■ **TASK DIRECTIONS**
Reproduce the stretch of the Scheurer naturalization opinion from "Carl C. Donaugh, U." through "Stahlheim in Germany.", word for word.

■ **PROVIDED PASSAGE**
United States v. Scheurer

Citation55 F. Supp. 243
Decision Date20 March 1944
Docket NumberNo. 1162.,1162.
PartiesUNITED STATES v. SCHEURER.
CourtU.S. District Court — District of Oregon

Carl C. Donaugh, U. S. Atty., and J. Mason Dillard, Asst. U. S. Atty., both of Portland, Or., for plaintiff.

B. G. Skulason, of Portland, Or., for defendant.

JAMES ALGER FEE, District Judge.

A complaint for the cancellation of a certificate of naturalization, issued after the administration of an oath in this court to John Hans Scheurer on July 19, 1934, was brought by the United States under the provisions of the Act of 1940.1 After the issues were segregated by pre-trial conference and crystalized by order thereon, a trial was had. The evidence showed the defendant was a sheetmetal worker who came to this country from Germany in 1923. He had been a member of the armed forces of Germany and fought in the first World War as a private and then as an officer, receiving a promotion for bravery in the field. After the war he had become a member of the Stahlheim in Germany.

Upon coming to this country Scheurer joined a German Veteran's Association in Portland, Oregon. In March 1934, he filed a preliminary form for petition for citizenship and in April 1934, a statement of facts to be used in filing a petition for citizenship. His petition was filed. He was given what is described as a routine examination at the time of, and after the filing of, the petition for citizenship, by the examiners who, at that time, were employees of the Bureau of Naturalization, Department of Labor. His witnesses, also, were examined under oath. The chief object of these examiners was to establish the residence of petitioner for the required length of time, his knowledge as to the form of government of the United States, and the absence of a criminal record. Admittedly, in the case of Scheurer, when no criminal record was found, the examination was perfunctory. No further investigation was made in his case to check the validity of his other statements. On July 19, 1934, Scheurer was brought before this very court, together with a number of persons who expected to be naturalized, where the writer of this opinion was presiding. Mr. Thomas S. Griffing, one of the examiners, stated that a group of persons standing in the court, were citizens of the German Reich who had been examined as to their knowledge of government and found satisfactory and were recommended for admission.

■ **RECORDED INFORMATION**
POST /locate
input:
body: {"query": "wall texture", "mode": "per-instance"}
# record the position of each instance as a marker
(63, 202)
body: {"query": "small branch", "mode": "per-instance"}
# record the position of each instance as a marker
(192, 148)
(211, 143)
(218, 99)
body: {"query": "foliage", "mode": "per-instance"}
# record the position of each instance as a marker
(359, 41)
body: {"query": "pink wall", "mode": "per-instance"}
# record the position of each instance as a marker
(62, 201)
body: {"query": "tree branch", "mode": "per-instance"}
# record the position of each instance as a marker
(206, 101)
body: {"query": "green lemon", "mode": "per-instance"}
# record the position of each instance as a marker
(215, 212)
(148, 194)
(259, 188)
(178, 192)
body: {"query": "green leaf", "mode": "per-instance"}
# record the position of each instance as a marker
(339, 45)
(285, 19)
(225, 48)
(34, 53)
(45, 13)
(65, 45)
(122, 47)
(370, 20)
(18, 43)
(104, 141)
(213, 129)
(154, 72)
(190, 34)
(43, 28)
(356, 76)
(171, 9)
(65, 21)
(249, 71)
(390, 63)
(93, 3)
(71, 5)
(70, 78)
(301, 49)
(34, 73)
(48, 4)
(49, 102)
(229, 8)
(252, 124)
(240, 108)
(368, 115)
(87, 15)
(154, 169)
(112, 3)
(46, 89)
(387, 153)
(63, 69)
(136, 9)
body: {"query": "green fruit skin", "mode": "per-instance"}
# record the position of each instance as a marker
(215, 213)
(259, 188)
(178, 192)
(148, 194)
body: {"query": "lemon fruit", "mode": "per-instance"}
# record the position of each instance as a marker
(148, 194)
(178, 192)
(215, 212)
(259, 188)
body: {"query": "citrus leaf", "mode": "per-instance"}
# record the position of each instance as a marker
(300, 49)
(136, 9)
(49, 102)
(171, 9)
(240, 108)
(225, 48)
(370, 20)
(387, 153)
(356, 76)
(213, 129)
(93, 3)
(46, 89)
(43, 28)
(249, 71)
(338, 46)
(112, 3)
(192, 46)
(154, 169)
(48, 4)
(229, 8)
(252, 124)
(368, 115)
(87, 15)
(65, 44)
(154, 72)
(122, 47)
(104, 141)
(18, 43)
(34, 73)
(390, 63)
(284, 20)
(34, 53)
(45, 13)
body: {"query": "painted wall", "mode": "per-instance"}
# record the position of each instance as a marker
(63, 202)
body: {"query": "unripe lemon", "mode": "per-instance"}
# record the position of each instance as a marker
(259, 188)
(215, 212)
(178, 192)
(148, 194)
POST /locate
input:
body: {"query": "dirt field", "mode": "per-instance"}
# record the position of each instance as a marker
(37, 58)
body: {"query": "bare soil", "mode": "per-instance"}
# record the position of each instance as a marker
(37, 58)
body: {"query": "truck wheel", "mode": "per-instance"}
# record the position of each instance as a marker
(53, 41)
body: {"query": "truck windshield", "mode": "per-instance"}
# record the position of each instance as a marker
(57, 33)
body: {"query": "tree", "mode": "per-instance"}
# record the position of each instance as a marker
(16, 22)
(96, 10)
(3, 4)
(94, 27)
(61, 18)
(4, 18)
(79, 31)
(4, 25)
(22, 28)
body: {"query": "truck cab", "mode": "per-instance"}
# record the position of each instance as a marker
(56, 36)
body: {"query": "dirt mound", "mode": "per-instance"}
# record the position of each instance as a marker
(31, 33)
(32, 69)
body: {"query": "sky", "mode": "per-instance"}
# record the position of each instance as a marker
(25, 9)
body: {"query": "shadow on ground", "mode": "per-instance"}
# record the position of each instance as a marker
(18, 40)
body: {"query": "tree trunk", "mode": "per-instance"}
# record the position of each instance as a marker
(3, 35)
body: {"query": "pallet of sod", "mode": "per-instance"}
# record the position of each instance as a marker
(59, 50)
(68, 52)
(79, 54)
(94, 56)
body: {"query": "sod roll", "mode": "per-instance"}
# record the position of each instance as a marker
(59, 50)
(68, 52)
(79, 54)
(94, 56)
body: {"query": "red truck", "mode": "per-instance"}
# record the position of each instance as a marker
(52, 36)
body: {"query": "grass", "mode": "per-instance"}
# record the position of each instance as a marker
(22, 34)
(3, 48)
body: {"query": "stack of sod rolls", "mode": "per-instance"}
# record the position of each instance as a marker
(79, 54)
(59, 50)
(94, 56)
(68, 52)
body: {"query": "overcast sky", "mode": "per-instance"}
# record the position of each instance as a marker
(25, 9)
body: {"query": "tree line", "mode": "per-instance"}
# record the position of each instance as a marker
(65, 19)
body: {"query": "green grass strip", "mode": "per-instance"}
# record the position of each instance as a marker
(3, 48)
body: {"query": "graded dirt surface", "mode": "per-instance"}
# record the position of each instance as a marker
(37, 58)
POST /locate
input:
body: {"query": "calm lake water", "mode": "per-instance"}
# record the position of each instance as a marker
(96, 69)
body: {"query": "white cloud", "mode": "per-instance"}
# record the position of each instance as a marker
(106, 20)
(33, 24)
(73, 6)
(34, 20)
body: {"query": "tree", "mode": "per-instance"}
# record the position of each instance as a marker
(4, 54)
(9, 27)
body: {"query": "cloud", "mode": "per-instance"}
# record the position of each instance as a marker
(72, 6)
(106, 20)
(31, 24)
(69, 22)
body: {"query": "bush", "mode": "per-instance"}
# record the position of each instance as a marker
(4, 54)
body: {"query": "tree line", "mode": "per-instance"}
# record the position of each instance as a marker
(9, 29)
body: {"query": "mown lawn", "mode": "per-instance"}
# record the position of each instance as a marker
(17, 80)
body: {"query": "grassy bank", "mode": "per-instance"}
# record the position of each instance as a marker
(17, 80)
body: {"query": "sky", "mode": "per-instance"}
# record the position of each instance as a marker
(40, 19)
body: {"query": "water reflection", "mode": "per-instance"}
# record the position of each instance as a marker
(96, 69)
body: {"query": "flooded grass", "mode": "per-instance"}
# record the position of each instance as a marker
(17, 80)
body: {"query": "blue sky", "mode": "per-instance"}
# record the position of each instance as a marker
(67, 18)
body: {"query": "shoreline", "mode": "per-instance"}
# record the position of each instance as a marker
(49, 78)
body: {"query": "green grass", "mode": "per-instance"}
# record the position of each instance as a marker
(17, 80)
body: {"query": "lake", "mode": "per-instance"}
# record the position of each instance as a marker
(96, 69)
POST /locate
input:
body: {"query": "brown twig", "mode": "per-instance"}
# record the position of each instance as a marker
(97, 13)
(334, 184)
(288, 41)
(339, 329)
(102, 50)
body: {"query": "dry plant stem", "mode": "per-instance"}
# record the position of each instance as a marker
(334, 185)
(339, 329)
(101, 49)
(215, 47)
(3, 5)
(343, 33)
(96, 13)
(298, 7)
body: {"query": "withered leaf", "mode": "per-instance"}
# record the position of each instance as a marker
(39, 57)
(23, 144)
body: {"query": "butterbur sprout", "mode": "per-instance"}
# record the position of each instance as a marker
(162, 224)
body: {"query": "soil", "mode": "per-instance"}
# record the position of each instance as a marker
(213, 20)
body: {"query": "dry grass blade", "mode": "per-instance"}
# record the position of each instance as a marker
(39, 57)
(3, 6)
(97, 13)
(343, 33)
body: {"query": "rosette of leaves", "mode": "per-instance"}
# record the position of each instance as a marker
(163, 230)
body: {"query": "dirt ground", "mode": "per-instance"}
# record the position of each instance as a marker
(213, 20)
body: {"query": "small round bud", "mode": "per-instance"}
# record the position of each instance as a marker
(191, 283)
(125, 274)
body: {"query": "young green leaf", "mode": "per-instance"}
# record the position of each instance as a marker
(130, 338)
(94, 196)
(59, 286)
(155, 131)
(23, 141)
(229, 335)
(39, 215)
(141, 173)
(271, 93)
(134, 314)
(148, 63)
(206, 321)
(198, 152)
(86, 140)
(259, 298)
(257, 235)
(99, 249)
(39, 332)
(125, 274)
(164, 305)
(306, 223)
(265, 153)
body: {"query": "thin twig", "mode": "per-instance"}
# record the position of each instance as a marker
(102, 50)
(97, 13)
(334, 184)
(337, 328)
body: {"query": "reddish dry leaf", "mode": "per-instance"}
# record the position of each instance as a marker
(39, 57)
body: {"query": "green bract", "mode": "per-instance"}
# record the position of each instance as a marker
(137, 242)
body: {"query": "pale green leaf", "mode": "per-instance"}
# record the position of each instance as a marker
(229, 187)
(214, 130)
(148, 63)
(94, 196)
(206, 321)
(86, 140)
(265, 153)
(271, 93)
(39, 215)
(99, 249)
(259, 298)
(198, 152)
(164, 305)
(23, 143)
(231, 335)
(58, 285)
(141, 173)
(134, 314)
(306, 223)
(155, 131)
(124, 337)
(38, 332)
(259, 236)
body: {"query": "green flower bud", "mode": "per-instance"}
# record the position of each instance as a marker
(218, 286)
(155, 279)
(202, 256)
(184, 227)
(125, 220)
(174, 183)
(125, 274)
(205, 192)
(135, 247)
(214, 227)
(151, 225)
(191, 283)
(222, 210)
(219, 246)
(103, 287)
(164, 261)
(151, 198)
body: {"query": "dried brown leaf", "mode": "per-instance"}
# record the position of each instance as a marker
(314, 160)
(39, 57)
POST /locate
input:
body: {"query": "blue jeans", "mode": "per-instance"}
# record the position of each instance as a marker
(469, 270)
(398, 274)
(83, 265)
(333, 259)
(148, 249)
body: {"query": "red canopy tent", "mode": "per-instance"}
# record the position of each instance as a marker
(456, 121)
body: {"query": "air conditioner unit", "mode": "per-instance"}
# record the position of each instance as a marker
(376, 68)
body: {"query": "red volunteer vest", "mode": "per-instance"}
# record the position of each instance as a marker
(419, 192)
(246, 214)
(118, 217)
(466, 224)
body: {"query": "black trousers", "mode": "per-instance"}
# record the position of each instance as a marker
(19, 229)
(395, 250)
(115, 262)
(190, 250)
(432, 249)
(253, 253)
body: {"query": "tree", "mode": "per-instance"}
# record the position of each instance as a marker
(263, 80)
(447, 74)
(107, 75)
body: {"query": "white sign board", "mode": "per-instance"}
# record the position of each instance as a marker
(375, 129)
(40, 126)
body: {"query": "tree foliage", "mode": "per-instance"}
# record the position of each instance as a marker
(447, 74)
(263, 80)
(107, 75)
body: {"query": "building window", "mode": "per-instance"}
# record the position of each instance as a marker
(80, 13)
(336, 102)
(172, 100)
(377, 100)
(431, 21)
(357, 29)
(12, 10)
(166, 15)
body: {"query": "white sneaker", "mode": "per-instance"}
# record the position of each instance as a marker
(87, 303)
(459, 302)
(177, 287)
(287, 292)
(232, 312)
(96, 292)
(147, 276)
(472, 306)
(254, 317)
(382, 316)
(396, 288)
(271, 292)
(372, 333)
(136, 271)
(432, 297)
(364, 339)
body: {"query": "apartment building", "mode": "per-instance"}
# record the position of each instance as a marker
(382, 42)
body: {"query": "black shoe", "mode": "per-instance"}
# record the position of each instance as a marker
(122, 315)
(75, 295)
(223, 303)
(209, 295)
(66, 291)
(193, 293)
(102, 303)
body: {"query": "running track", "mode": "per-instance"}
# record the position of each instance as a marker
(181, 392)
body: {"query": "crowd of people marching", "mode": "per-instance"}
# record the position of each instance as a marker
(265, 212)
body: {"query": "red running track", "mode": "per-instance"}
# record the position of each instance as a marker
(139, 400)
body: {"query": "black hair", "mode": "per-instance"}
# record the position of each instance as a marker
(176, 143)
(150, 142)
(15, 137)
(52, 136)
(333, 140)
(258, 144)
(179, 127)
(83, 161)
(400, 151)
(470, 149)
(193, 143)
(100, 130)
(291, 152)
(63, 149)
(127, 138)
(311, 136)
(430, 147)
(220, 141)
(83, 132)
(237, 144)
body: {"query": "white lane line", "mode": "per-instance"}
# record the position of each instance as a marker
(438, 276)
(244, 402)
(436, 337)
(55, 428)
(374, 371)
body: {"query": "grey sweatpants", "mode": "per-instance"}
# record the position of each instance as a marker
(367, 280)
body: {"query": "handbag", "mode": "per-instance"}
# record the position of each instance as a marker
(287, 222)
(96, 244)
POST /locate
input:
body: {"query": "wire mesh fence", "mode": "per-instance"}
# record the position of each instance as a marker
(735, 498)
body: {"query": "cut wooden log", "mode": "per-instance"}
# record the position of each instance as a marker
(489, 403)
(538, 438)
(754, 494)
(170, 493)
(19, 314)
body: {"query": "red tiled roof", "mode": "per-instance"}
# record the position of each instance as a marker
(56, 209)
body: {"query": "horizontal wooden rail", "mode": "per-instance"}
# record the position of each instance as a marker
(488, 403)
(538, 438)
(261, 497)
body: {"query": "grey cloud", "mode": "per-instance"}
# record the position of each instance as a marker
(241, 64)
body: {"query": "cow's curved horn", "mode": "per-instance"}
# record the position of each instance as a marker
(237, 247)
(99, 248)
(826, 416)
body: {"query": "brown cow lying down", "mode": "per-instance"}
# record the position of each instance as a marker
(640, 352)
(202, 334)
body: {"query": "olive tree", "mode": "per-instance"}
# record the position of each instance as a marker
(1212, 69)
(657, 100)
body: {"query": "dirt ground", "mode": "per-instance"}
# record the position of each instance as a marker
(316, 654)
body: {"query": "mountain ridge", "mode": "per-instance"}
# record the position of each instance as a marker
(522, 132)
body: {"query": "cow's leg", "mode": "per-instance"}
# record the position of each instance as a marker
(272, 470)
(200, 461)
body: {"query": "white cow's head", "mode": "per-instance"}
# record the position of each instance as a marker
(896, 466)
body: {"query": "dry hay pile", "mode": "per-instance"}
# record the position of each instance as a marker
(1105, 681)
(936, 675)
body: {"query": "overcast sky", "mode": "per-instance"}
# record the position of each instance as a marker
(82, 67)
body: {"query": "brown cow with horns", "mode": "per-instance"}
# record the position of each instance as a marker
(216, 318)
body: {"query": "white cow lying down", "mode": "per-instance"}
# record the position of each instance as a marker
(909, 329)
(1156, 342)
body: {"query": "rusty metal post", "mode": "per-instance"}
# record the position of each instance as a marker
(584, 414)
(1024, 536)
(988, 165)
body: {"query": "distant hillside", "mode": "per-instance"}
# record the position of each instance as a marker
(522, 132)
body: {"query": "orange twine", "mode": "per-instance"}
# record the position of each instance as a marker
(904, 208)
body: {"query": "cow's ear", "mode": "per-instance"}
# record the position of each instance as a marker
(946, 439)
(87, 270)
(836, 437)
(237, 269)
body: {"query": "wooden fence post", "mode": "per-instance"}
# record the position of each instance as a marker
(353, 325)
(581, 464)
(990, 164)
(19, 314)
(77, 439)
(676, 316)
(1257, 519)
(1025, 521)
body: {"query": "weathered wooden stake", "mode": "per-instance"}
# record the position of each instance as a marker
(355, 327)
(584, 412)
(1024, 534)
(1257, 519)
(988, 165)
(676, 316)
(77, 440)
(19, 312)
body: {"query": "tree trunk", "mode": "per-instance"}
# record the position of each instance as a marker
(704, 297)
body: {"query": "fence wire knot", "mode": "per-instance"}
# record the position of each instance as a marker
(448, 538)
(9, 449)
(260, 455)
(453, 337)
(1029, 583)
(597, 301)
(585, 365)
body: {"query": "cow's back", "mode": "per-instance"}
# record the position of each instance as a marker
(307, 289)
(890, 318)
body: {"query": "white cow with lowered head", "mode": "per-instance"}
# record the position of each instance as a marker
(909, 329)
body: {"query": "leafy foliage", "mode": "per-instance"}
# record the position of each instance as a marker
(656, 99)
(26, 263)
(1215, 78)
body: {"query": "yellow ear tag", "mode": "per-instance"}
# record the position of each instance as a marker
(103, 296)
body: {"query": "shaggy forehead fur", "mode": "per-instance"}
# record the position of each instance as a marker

■ **FINAL RESULT**
Carl C. Donaugh, U. S. Atty., and J. Mason Dillard, Asst. U. S. Atty., both of Portland, Or., for plaintiff.

B. G. Skulason, of Portland, Or., for defendant.

JAMES ALGER FEE, District Judge.

A complaint for the cancellation of a certificate of naturalization, issued after the administration of an oath in this court to John Hans Scheurer on July 19, 1934, was brought by the United States under the provisions of the Act of 1940.1 After the issues were segregated by pre-trial conference and crystalized by order thereon, a trial was had. The evidence showed the defendant was a sheetmetal worker who came to this country from Germany in 1923. He had been a member of the armed forces of Germany and fought in the first World War as a private and then as an officer, receiving a promotion for bravery in the field. After the war he had become a member of the Stahlheim in Germany.